> INSTRUCTIONS TO FOLLOW:
All lines in the entries below that hold "piano" make up the answer.

Image-backed grounding data
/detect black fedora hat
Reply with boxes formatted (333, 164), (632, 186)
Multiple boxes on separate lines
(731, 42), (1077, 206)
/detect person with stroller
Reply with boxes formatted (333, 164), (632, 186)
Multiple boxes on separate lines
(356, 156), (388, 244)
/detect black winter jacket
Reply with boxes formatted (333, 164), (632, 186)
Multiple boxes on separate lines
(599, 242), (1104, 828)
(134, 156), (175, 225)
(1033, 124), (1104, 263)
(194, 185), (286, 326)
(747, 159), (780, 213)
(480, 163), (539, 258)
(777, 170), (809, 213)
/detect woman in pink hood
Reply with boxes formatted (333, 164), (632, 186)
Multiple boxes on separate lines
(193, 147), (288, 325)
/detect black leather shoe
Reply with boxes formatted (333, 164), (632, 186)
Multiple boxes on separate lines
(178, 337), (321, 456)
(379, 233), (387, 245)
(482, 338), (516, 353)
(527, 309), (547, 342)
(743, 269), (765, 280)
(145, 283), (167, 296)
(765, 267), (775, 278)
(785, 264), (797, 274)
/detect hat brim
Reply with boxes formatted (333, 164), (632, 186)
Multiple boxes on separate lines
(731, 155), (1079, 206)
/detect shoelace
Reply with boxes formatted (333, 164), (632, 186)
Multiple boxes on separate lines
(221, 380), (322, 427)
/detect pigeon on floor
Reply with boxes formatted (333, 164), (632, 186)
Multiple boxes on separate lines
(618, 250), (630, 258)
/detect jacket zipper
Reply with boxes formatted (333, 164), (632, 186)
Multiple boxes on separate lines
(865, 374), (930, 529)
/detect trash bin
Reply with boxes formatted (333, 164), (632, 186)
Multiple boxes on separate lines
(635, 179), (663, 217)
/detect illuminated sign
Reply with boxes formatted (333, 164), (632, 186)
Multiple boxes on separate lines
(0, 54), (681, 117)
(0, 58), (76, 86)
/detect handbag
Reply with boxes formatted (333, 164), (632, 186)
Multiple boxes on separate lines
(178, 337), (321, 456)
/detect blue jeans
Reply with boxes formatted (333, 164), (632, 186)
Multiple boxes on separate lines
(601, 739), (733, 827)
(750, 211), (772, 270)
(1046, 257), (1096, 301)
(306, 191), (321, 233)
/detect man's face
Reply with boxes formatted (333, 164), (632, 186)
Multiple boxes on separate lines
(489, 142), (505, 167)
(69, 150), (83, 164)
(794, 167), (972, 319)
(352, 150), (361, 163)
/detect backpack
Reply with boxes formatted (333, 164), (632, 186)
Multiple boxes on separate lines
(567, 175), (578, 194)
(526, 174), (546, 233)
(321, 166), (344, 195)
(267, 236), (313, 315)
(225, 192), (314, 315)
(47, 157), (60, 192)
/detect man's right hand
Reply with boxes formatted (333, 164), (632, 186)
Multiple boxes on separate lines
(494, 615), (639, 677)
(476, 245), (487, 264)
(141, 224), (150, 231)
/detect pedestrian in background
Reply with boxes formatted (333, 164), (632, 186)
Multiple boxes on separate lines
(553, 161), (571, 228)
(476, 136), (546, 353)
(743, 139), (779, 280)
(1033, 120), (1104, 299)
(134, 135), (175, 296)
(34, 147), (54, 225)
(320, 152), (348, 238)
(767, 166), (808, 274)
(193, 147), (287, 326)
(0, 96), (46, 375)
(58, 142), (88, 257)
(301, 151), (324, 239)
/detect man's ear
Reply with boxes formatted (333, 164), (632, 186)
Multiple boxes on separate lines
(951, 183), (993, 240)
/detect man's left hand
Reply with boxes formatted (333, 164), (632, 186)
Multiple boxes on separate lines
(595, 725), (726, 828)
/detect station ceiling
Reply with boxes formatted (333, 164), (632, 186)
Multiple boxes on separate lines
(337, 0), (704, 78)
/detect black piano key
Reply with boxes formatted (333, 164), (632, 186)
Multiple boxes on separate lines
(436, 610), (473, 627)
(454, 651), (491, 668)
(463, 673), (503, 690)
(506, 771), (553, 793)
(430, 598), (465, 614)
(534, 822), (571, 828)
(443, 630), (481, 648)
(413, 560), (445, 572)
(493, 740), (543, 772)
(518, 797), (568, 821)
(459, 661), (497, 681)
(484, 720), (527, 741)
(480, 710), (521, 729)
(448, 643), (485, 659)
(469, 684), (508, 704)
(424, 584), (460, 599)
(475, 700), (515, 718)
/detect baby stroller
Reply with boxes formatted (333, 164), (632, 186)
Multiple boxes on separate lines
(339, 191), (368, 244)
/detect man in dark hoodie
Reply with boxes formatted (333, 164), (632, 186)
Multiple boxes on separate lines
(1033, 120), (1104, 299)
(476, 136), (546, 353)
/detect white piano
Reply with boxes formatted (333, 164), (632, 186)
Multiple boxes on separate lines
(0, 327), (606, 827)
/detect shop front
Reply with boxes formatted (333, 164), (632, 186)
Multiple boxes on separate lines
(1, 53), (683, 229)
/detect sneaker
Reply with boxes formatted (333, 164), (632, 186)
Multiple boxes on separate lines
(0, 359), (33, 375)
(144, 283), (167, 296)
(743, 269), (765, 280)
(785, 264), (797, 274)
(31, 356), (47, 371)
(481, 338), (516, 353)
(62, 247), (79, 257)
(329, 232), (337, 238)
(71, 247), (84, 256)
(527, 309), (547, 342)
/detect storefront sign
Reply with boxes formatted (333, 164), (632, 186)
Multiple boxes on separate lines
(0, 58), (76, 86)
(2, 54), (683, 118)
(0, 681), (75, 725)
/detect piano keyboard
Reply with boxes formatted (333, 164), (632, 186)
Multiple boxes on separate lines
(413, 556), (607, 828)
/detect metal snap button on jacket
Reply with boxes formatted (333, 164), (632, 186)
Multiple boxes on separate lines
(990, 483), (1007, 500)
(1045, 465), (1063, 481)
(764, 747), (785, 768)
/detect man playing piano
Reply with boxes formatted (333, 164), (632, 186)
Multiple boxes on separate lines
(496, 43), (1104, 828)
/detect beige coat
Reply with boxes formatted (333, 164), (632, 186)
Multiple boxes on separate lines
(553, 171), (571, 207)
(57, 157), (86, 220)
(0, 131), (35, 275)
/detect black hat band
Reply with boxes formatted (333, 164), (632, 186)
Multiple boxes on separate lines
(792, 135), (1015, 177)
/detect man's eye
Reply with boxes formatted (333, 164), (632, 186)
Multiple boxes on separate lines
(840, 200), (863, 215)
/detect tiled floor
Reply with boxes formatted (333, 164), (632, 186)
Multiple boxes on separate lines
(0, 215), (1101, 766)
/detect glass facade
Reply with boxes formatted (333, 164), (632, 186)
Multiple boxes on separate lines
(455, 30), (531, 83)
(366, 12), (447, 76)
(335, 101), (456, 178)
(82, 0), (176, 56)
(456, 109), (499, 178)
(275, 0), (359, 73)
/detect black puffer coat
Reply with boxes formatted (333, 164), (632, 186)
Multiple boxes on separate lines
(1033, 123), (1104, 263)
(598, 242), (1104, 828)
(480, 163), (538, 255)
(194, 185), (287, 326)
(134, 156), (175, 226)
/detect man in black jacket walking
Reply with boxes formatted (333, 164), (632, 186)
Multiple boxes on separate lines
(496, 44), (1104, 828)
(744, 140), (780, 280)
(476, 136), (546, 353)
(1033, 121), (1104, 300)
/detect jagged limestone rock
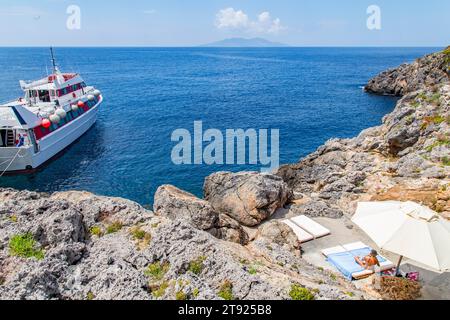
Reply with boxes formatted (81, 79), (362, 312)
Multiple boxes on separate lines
(204, 172), (291, 227)
(154, 185), (248, 244)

> ANSWER SECTION:
/detect black piano key
/detect white piano
/detect piano keyboard
/detect man playing piano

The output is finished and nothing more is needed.